EXERCISE REQUIREMENTS:
A word-for-word restatement of the data is what is needed.

THE DATA:
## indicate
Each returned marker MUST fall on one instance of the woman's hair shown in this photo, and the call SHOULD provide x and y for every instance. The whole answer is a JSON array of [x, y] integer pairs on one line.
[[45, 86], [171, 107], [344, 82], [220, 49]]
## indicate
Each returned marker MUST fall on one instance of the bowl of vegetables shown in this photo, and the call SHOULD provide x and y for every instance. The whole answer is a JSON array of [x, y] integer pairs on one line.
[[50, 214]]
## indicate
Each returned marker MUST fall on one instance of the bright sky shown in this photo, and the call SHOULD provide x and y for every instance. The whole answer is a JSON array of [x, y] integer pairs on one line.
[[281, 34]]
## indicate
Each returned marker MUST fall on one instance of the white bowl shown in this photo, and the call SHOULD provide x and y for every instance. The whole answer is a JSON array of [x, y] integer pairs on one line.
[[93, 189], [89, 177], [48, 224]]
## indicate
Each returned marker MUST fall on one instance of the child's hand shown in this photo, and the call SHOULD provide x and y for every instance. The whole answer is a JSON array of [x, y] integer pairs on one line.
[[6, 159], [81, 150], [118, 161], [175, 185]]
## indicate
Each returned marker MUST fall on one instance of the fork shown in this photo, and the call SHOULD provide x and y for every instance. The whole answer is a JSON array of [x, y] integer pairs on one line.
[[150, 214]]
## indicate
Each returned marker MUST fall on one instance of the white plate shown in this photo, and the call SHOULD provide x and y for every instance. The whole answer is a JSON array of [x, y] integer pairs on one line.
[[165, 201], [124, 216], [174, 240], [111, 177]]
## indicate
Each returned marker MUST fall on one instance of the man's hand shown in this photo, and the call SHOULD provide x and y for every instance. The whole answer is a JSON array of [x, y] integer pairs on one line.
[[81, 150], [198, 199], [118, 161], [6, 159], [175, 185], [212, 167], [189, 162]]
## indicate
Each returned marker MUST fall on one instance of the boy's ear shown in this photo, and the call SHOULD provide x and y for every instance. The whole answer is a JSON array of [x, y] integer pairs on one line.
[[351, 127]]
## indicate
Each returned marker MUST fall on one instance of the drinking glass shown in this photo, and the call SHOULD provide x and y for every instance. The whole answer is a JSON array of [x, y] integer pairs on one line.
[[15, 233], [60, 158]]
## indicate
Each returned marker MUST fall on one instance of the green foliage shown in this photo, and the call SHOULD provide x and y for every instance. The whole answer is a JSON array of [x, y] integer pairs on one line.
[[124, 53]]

TASK RESPONSE:
## indicate
Each returned marker MUST fall on one instance of the woman's hair shown in this photo, and the call SHOULD provide x and y for every instance. The whole answer is a JSON array of [x, y] integer pairs on one line.
[[45, 86], [171, 107], [344, 82], [220, 49]]
## indicate
Each returned marker MUST fall on one instance of the bowl of vegetables shown in this photo, and the call SHOULD provide x and y for every instance. The whole answer is a JSON array of [x, y] integer pairs on one line.
[[50, 214]]
## indicate
Each returned marker MUST fall on one instance of the bright sky shown in this photo, and the call SHOULD provide x and y for every instance. The whole answer is a JSON array of [x, y] integer pairs on one line.
[[281, 34]]
## indicate
Each returned marker MUST fall on one instance of the white bowl shown in this photo, and the call SHOULD provide x and y for every instance. The whole answer is a JSON array of [x, y] integer pairs on one line.
[[93, 189], [89, 177], [48, 224]]
## indicate
Each returned marker MUST fall on one instance of the child's hand shown in this photo, and the call SHOULD provide x and y for every instance. The whole answer is a JSON array of [x, y] integer pairs on one line.
[[6, 159], [81, 150], [118, 161], [175, 185]]
## indicate
Each returned marker MUST fall on one instance of the fork shown in this photo, and the call SHOULD provide x and y for every instance. The whole answer is a JSON array of [x, y] integer pairs on one line.
[[150, 214]]
## indicate
Each returned marker MUST fall on one instance of the white plate shown in this photo, and the call SHOULD provide x and y for every instance. The whole answer is a JSON array of [x, y] integer pairs on one line.
[[165, 201], [124, 216], [174, 240], [111, 177]]
## indicate
Each returned marker MUST fall on one instance of the man's hand shown in this photo, and the call SHOULD provide x and y for every instance. The whole answer is a JSON array of [x, y] integer pairs on one line.
[[81, 150], [198, 199], [118, 161], [6, 159], [175, 185], [212, 167], [189, 162]]
## indicate
Each returned marker MUST fall on one instance of the boy's ear shown in this photo, and the call SHOULD provide x and y for every instance. The whole answer is a JSON array of [x, y] integer pairs on one line.
[[351, 127]]
## indicate
Each returned marker MUST fall on one instance of the drinking glass shown in this photo, and the call SHOULD provide x and y for every instance. The whole answer is a JSON array of [x, y] integer pairs on one line.
[[15, 233], [60, 158]]
## indicate
Each returned marker MUST fall on one instance of the green foliage shown in this photo, and the call SHOULD provide x and y for every instance. The whole answer is a JSON array of [x, y] integer pairs on one line.
[[124, 53]]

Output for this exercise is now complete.